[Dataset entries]
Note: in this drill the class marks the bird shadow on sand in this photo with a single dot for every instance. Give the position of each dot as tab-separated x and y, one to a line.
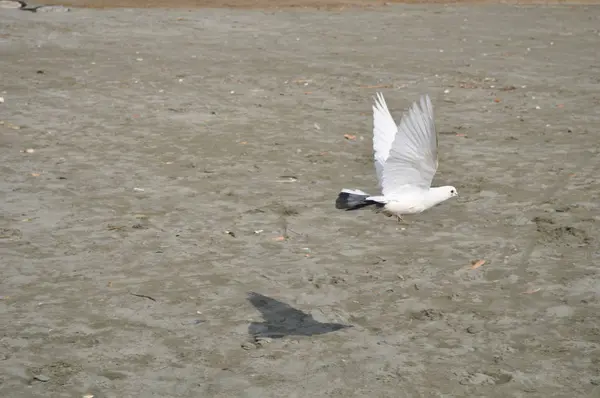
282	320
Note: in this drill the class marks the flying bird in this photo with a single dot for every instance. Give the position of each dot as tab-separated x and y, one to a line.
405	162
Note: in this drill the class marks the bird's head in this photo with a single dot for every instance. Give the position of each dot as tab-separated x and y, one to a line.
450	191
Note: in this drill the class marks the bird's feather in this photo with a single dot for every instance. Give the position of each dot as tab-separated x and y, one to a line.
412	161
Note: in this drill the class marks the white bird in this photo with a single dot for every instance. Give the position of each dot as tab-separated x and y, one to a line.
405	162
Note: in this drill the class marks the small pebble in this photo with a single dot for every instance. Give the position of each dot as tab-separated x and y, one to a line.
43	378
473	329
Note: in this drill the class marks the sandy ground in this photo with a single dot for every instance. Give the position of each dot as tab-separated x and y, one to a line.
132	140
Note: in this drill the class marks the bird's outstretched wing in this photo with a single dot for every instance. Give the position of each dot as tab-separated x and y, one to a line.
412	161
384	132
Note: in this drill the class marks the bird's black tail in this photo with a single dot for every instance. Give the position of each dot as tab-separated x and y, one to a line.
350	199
...
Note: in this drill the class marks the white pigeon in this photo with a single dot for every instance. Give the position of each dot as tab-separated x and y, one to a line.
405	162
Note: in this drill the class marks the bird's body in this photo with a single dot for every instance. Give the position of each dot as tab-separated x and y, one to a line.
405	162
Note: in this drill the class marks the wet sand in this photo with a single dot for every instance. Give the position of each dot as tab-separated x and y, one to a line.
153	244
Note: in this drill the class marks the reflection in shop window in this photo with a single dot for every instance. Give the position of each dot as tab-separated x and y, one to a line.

— Problem requirements —
Retype exactly the lines of the data above that fall between the line with "Note: in this drill the class marks the wet" and the line with "Note: in this drill the class marks the reflection", inclusive, and add nothing.

— Output for this task —
Note: in this drill the class marks the wet sand in this photo with a single dot for every instance. Give the position of each dot as tab-separated x and y, one to a line.
153	244
Note: in this drill the class marks the reflection in shop window in this photo with a single dot for every instance. Give the position of each dot as tab-separated x and y, one to a line.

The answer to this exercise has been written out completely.